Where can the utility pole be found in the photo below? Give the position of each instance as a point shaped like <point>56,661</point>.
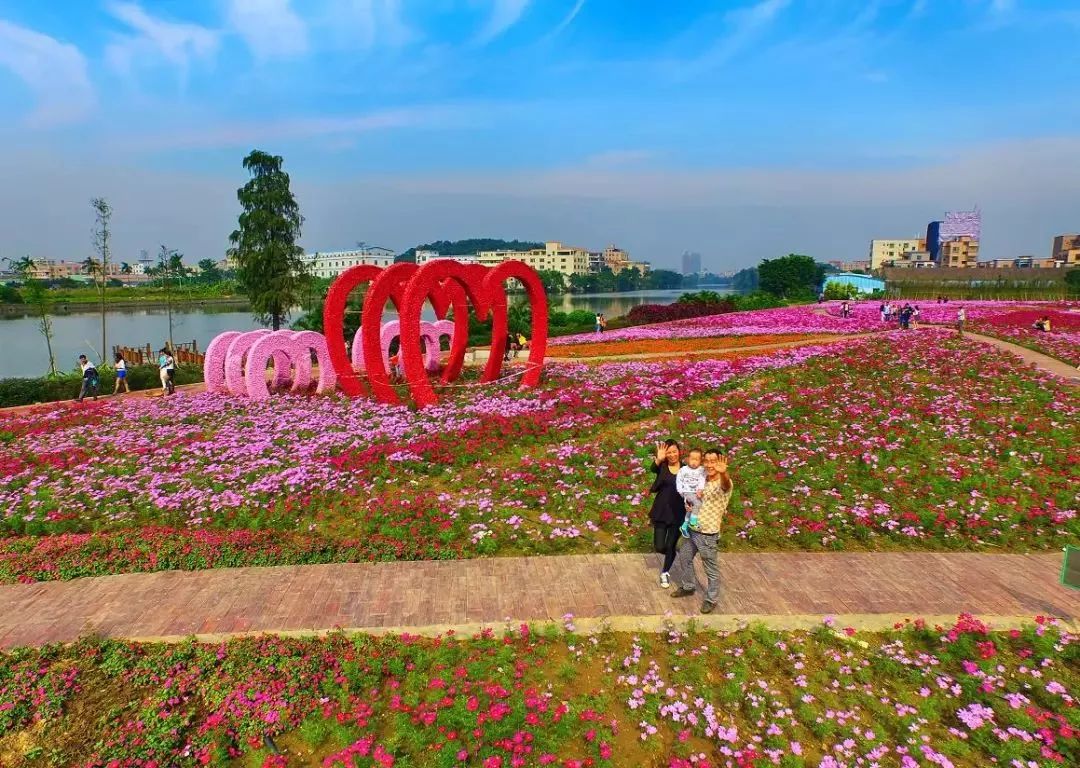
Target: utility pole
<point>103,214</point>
--
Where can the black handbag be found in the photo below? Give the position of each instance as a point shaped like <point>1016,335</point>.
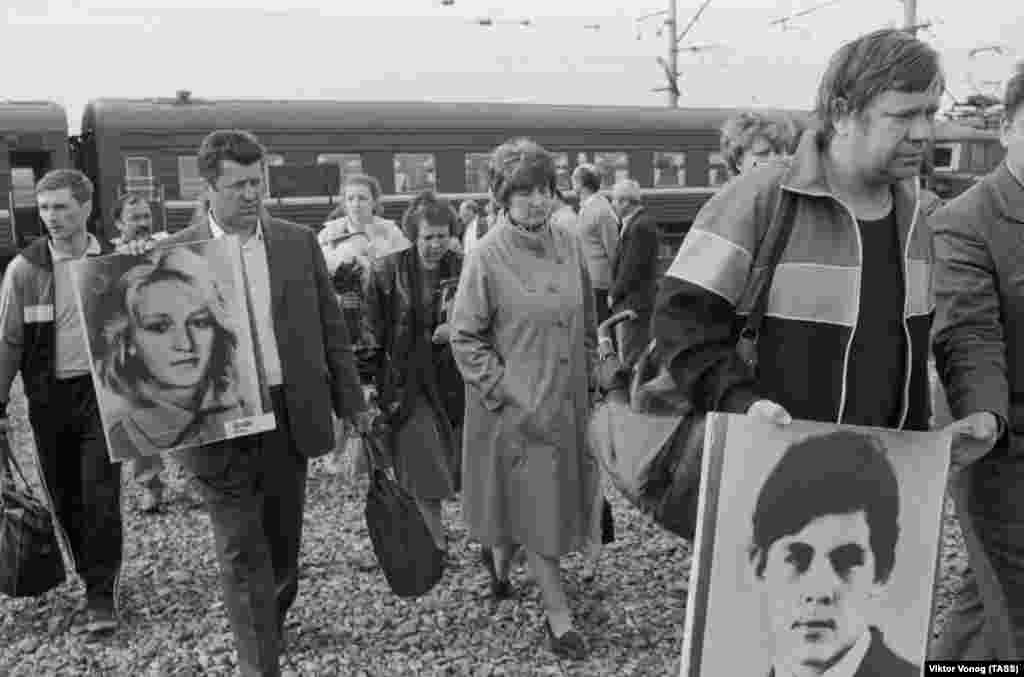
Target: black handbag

**Work request**
How many lines in the records include "Where"? Answer with the number alone.

**Result of this task**
2